* [Task details]:
Reproduce the records below, replacing every occurrence of "expected response" with "reference output" and leaving all other text unchanged.

* [Exercise materials]:
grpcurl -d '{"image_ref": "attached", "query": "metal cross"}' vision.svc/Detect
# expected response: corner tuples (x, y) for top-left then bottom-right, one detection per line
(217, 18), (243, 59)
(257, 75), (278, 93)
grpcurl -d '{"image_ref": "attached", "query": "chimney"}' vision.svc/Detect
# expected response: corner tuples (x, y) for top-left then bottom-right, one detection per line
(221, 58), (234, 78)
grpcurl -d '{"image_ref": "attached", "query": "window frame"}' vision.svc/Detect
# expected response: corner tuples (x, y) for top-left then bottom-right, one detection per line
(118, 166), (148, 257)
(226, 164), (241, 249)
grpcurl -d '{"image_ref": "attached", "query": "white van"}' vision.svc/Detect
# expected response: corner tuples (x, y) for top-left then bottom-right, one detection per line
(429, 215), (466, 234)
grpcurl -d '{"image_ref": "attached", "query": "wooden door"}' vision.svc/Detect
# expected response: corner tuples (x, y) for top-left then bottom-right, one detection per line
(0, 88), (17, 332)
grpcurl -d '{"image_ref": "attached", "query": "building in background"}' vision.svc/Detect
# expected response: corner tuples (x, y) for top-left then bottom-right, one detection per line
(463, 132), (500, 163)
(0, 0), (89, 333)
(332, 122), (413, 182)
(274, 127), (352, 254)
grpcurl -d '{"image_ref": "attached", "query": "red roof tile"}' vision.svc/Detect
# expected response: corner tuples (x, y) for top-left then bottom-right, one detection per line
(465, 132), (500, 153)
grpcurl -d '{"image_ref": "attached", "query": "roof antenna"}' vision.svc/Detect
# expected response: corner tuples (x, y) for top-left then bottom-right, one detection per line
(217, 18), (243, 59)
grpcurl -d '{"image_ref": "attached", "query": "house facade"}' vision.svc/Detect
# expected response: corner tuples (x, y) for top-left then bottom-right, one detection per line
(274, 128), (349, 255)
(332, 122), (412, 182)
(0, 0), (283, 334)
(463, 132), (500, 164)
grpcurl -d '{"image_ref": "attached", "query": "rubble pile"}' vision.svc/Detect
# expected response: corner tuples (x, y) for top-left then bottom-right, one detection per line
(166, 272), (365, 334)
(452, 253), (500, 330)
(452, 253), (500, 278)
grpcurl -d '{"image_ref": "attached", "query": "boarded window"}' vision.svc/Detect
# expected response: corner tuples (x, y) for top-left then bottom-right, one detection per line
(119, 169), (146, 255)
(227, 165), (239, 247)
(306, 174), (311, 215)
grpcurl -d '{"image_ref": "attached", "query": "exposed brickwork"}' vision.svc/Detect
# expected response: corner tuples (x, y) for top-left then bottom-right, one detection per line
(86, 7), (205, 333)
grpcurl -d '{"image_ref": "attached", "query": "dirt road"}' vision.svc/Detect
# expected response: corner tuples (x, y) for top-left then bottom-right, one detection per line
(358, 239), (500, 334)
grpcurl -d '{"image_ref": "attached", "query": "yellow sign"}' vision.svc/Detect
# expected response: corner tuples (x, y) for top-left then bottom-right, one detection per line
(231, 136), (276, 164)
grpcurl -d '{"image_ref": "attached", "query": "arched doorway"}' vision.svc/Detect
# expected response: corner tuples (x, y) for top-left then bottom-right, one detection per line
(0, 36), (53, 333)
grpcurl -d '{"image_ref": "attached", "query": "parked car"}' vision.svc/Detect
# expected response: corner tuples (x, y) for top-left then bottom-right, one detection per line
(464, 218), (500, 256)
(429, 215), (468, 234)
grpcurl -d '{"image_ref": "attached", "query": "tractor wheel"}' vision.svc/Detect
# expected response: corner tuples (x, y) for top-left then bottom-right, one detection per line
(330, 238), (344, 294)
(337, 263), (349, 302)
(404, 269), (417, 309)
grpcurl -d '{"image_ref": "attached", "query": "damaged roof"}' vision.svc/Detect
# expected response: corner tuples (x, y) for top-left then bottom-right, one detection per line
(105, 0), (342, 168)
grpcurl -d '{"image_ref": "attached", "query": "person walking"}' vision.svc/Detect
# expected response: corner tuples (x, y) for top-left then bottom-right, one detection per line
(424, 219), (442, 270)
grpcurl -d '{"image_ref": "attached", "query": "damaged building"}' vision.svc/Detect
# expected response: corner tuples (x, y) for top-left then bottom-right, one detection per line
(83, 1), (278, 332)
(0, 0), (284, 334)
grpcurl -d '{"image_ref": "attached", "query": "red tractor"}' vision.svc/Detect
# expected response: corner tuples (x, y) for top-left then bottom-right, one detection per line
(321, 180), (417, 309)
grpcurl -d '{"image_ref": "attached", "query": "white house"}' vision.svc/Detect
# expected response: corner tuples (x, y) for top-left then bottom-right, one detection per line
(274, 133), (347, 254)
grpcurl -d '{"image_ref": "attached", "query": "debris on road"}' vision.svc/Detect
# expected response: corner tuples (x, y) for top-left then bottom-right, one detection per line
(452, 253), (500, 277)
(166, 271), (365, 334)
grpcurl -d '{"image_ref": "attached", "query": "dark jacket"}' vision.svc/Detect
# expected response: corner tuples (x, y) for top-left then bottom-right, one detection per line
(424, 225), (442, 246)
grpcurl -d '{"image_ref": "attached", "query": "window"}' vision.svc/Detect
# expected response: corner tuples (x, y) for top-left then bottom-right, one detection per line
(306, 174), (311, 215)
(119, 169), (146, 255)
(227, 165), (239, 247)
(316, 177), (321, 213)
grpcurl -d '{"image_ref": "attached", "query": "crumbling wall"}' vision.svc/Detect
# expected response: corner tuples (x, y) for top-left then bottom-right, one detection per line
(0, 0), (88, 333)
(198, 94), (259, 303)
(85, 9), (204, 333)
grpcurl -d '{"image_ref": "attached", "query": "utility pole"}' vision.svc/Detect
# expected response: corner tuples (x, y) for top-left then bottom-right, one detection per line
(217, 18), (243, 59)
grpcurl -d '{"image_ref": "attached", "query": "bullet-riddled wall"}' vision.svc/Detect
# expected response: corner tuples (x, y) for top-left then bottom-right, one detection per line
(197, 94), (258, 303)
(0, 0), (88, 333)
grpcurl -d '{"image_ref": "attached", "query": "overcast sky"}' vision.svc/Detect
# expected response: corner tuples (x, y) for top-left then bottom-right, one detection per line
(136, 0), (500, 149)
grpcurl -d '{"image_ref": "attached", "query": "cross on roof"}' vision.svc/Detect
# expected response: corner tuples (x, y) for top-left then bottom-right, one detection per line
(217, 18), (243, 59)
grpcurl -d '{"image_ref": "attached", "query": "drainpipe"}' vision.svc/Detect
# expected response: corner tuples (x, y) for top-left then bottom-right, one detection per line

* [Result]:
grpcurl -d '{"image_ref": "attached", "query": "metal cross"}' vision.svc/Detect
# reference output: corner tuples (x, y) for top-left then bottom-right, one detection per line
(217, 18), (243, 59)
(257, 75), (278, 93)
grpcurl -d '{"image_ref": "attached", "query": "chimney"}' vision.svc/Detect
# reference output: corner tuples (x, y) for top-left then bottom-right, one detection per line
(221, 58), (234, 78)
grpcurl -d '{"image_ref": "attached", "query": "window frame"}' vision.svc/Detect
# reference output: corner tuples (x, y) for top-left then bottom-right, one detection per line
(118, 166), (148, 257)
(226, 164), (241, 249)
grpcurl -d '{"image_ref": "attached", "query": "white van"}' vision.svc/Detect
# reference output: corner tuples (x, y) for top-left then bottom-right, one detection per line
(429, 215), (466, 234)
grpcurl -d '{"image_ref": "attached", "query": "wooden door"}' vision.svc/Detect
# reference output: corner tuples (x, y) for top-left then bottom-right, one detection per line
(0, 88), (17, 332)
grpcurl -d '{"image_ref": "attached", "query": "building in background"}' vision.svc/Detect
# reference output: corner tuples (x, y) for top-left then bottom-right, one detection per line
(463, 132), (500, 163)
(0, 0), (89, 333)
(332, 122), (413, 182)
(274, 127), (352, 254)
grpcurl -d '{"image_ref": "attached", "query": "red roof tile"}' vision.svc/Detect
# reference output: corner tuples (x, y) for top-left then bottom-right, one detection per line
(465, 132), (500, 153)
grpcurl -d '{"image_ref": "attached", "query": "roof antenna"}' vision.svc/Detect
# reference output: corner tuples (x, y) for top-left then bottom-right, one detection per line
(217, 18), (243, 59)
grpcurl -d '{"image_ref": "attached", "query": "house facade"}' vision.svc/Detect
# reference output: corner tuples (x, y) for top-left then bottom-right, one detection per line
(274, 128), (349, 255)
(332, 122), (412, 182)
(0, 0), (283, 334)
(463, 132), (500, 164)
grpcurl -d '{"image_ref": "attached", "query": "rubble pile"}' vision.svc/Detect
# reference output: corner tuples (x, y) for top-left then bottom-right, one detection per line
(166, 272), (365, 334)
(452, 253), (500, 330)
(452, 253), (500, 278)
grpcurl -d '{"image_ref": "attached", "query": "boarded window"}' vision.svc/Detect
# reference output: corner tuples (x, y) for top-left then bottom-right, one detection per line
(119, 169), (146, 255)
(227, 165), (239, 247)
(306, 174), (311, 215)
grpcurl -d '{"image_ref": "attached", "query": "exposed brickwork"}' vision.svc/Detect
# reference output: corner tuples (x, y) for top-left then bottom-right, one detection per line
(86, 7), (205, 333)
grpcurl -d '{"image_ref": "attached", "query": "dirt road"}' vision.svc/Detect
# reference output: corner tuples (x, y) for top-left then bottom-right, one detection per line
(358, 239), (500, 334)
grpcurl -d '{"image_ref": "attached", "query": "yellow sign"}' vision.svc/Detect
# reference output: corner tuples (x, y) for top-left then bottom-right, one detection per line
(231, 136), (276, 164)
grpcurl -d '{"image_ref": "attached", "query": "arched doorway"}' vision.svc/Detect
# reference output: corner tuples (x, y) for top-left then bottom-right, one detection per line
(0, 36), (53, 333)
grpcurl -d '{"image_ref": "attached", "query": "parked car"}' vision.svc/Detect
# reference output: corner tuples (x, y) for top-left then bottom-right, one detection per line
(464, 218), (500, 256)
(429, 215), (468, 234)
grpcurl -d '{"image_ref": "attached", "query": "tractor wheel"}' vision.svc/Detect
# reference output: corner tuples (x, y) for top-left then bottom-right, one detection per line
(330, 238), (344, 294)
(337, 263), (349, 302)
(404, 269), (417, 309)
grpcurl -d '{"image_ref": "attached", "query": "damaged roof"}' vision.svc/Detect
# reference output: corner tuples (x, y) for top-left then bottom-right, one detection per line
(105, 0), (342, 168)
grpcurl -d '{"image_ref": "attached", "query": "person walking"}' vision.svc/Detect
# reference output: corner tuples (x, y) for top-left then bottom-right, one detection per line
(424, 219), (442, 270)
grpcurl -d '{"image_ref": "attached", "query": "damaged building"}' vision.svc/Detect
# reference output: corner tuples (x, y) for top-left then bottom-right, one detection per line
(83, 1), (278, 332)
(0, 0), (284, 334)
grpcurl -d '{"image_ref": "attached", "query": "red tractor"}' vision.svc/Detect
# reference output: corner tuples (x, y) for top-left then bottom-right, one detection per line
(321, 180), (417, 309)
grpcurl -d '{"image_ref": "attached", "query": "white house"}' vision.svc/Detect
# reference output: corner tuples (x, y) for top-left then bottom-right, one detection per line
(274, 133), (347, 254)
grpcurl -d '{"image_ref": "attached", "query": "debris on road"}' vision.svc/Detect
# reference output: corner tuples (x, y) for top-left then bottom-right, one detection per line
(452, 253), (500, 277)
(166, 271), (365, 334)
grpcurl -d '{"image_ref": "attached", "query": "dark jacket"}' vision.svc/Detect
# reference output: corner tuples (x, y) for top-left then bottom-right, one detection per line
(424, 225), (442, 246)
grpcurl -d '{"image_ref": "attached", "query": "window"}' vision.svc/Detect
# reference output: corner tuples (x, y) for top-left then bottom-right, one detection per line
(306, 174), (311, 215)
(119, 169), (146, 255)
(227, 165), (239, 247)
(316, 177), (321, 213)
grpcurl -d '{"image_ref": "attached", "query": "crumbling wall"}' vision.svc/Detect
# reference output: corner tuples (x, y) for top-left then bottom-right, one detection per line
(0, 0), (88, 333)
(198, 94), (259, 303)
(85, 9), (204, 333)
grpcurl -d '{"image_ref": "attached", "query": "utility pole"}' vision.svc/Detect
# reference output: corner tuples (x, y) for top-left then bottom-right, one detection per line
(217, 18), (243, 59)
grpcurl -d '{"image_ref": "attached", "query": "bullet-riddled wall"}' vision.svc/Detect
# reference output: corner tuples (x, y) for top-left then bottom-right, one detection per line
(197, 94), (258, 303)
(0, 0), (88, 333)
grpcurl -d '{"image_ref": "attached", "query": "overcast sky"}' vision.svc/Detect
# reference output: corner tuples (x, y) for top-left then bottom-right, one detection per line
(136, 0), (500, 149)
grpcurl -d '{"image_ref": "attached", "query": "cross on roof"}' vision.svc/Detect
# reference output: corner tuples (x, y) for top-left then bottom-right, one detection per line
(217, 18), (243, 59)
grpcurl -d '{"image_ref": "attached", "query": "drainpipe"}' vision.svc/Detect
# reference output: corner tuples (x, y) for top-left then bottom-right, one detection per line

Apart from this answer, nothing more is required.